PROMPT |
Arrange every line of the records below as a Markdown table with the columns Row and Entry. Number each row, and leave out blank lines and the pictures.

DATA EXTRACT |
================

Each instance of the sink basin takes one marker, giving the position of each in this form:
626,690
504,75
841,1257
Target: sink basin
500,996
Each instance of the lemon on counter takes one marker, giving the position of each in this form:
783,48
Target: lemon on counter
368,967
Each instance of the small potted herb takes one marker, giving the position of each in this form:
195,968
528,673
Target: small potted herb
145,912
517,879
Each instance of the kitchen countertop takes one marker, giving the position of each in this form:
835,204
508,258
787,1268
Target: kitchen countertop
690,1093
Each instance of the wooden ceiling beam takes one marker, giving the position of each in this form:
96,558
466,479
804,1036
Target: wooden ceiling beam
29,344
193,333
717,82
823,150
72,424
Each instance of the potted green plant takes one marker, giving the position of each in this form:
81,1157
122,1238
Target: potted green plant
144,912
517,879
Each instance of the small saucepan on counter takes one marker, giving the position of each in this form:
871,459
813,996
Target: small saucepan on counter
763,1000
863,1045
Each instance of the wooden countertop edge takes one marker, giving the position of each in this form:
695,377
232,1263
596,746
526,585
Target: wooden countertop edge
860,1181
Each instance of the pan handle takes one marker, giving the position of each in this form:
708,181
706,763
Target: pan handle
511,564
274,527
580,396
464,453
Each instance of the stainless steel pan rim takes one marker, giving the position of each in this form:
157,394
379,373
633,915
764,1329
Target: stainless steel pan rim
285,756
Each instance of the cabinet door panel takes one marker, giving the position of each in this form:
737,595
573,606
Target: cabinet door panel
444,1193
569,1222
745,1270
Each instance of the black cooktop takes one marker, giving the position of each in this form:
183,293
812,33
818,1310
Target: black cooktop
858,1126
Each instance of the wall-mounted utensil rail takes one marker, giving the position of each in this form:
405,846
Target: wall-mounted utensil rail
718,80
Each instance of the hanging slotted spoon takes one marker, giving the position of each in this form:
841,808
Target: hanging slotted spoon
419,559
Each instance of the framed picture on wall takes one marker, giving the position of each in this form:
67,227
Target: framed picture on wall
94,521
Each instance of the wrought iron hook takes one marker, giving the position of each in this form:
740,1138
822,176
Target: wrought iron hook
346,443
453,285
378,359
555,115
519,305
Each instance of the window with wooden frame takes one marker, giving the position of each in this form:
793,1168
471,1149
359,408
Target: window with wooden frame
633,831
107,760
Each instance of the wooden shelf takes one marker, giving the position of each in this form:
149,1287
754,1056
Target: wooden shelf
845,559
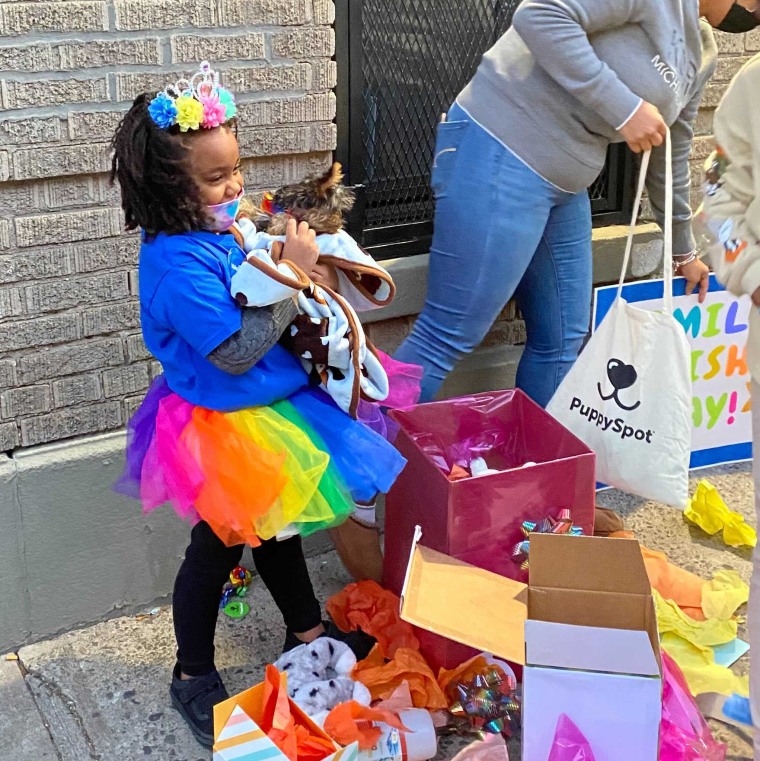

================

PROBLEM SOLUTION |
| Row | Entry |
|---|---|
| 1 | Each instance of the sink basin takes one marker, giving the position of each in this form: |
| 2 | 626,690 |
| 3 | 504,75 |
| 4 | 841,1257 |
| 5 | Target: sink basin |
| 6 | 500,996 |
| 7 | Each instance of the lemon on counter takes one marker, giving the position of each in this form: |
| 8 | 783,48 |
| 9 | Target: lemon on counter |
| 10 | 368,967 |
| 11 | Each instance of the small potted herb takes one marker, giving the position of each in this form: |
| 12 | 195,968 |
| 13 | 528,673 |
| 14 | Target: small potted herb |
| 15 | 145,912 |
| 16 | 517,879 |
| 17 | Each instance of the kitchen countertop takes one marker, giving the position of each in this form: |
| 18 | 835,204 |
| 19 | 508,258 |
| 20 | 787,1268 |
| 21 | Target: kitchen countertop |
| 22 | 690,1093 |
| 23 | Each instance of the wooden ceiling beam takes one marker, giving the position of each in this form: |
| 24 | 96,558 |
| 25 | 466,479 |
| 26 | 804,1036 |
| 27 | Target: wooden ceiling beam |
| 28 | 29,344 |
| 29 | 193,333 |
| 30 | 717,82 |
| 31 | 823,150 |
| 32 | 72,424 |
| 33 | Each instance of the potted green plant takes one marker, giving the position of each in this form: |
| 34 | 81,1157 |
| 35 | 122,1238 |
| 36 | Target: potted green plant |
| 37 | 144,912 |
| 38 | 517,879 |
| 39 | Each instance of the small saucepan on counter takes one marker, giving the position of each in this form: |
| 40 | 871,459 |
| 41 | 813,996 |
| 42 | Target: small saucepan on counter |
| 43 | 763,1000 |
| 44 | 863,1045 |
| 45 | Each instance of the wooden countertop edge takes one marker, giving the position of each in this form: |
| 46 | 695,377 |
| 47 | 232,1263 |
| 48 | 596,746 |
| 49 | 526,585 |
| 50 | Target: wooden countertop edge |
| 51 | 860,1181 |
| 52 | Each instance of the pan handle takes one marker, giving the position of each in this form: |
| 53 | 708,181 |
| 54 | 706,763 |
| 55 | Target: pan handle |
| 56 | 511,564 |
| 57 | 274,527 |
| 58 | 580,396 |
| 59 | 464,453 |
| 60 | Each instance of the stainless steel pan rim takes one marker, giving the position of each in this form: |
| 61 | 157,394 |
| 62 | 379,373 |
| 63 | 633,915 |
| 64 | 764,1329 |
| 65 | Target: stainless steel pan rim |
| 66 | 285,756 |
| 67 | Each instance of the cabinet door panel takes one marker, giving the position of each in this form: |
| 68 | 737,595 |
| 69 | 573,606 |
| 70 | Target: cabinet door panel |
| 71 | 444,1193 |
| 72 | 569,1222 |
| 73 | 745,1270 |
| 74 | Each instance of the black cooktop takes one marker, giving the position of each in this form: |
| 75 | 183,293 |
| 76 | 812,33 |
| 77 | 818,1310 |
| 78 | Target: black cooktop |
| 79 | 858,1126 |
| 80 | Each instance of the wall-mounted utensil rail takes one marker, giving the position of each in this form: |
| 81 | 405,846 |
| 82 | Target: wall-mounted utensil rail |
| 83 | 718,80 |
| 84 | Each instance of the hanging slotted spoon takes one marker, giving the position of each in this form: |
| 85 | 841,808 |
| 86 | Target: hanging slotted spoon |
| 87 | 419,559 |
| 88 | Each instance of the framed picture on wall takes one marker, giving the position of each in this form: |
| 89 | 67,227 |
| 90 | Target: framed picture on wall |
| 91 | 94,521 |
| 92 | Each instance of the wrought iron hook takes one marker, giving the position of each in this form: |
| 93 | 740,1138 |
| 94 | 822,176 |
| 95 | Target: wrought iron hook |
| 96 | 346,443 |
| 97 | 453,285 |
| 98 | 378,359 |
| 99 | 555,115 |
| 100 | 519,305 |
| 101 | Each instance of the window with wooden frame takes one marker, giving the position of each in this form: |
| 102 | 793,1168 |
| 103 | 471,1149 |
| 104 | 359,408 |
| 105 | Target: window with wooden frame |
| 106 | 633,831 |
| 107 | 107,760 |
| 108 | Each instance of the wooden shelf takes one marker, giving the position of each in this form: |
| 109 | 149,1287 |
| 110 | 754,1056 |
| 111 | Target: wooden shelf |
| 112 | 845,559 |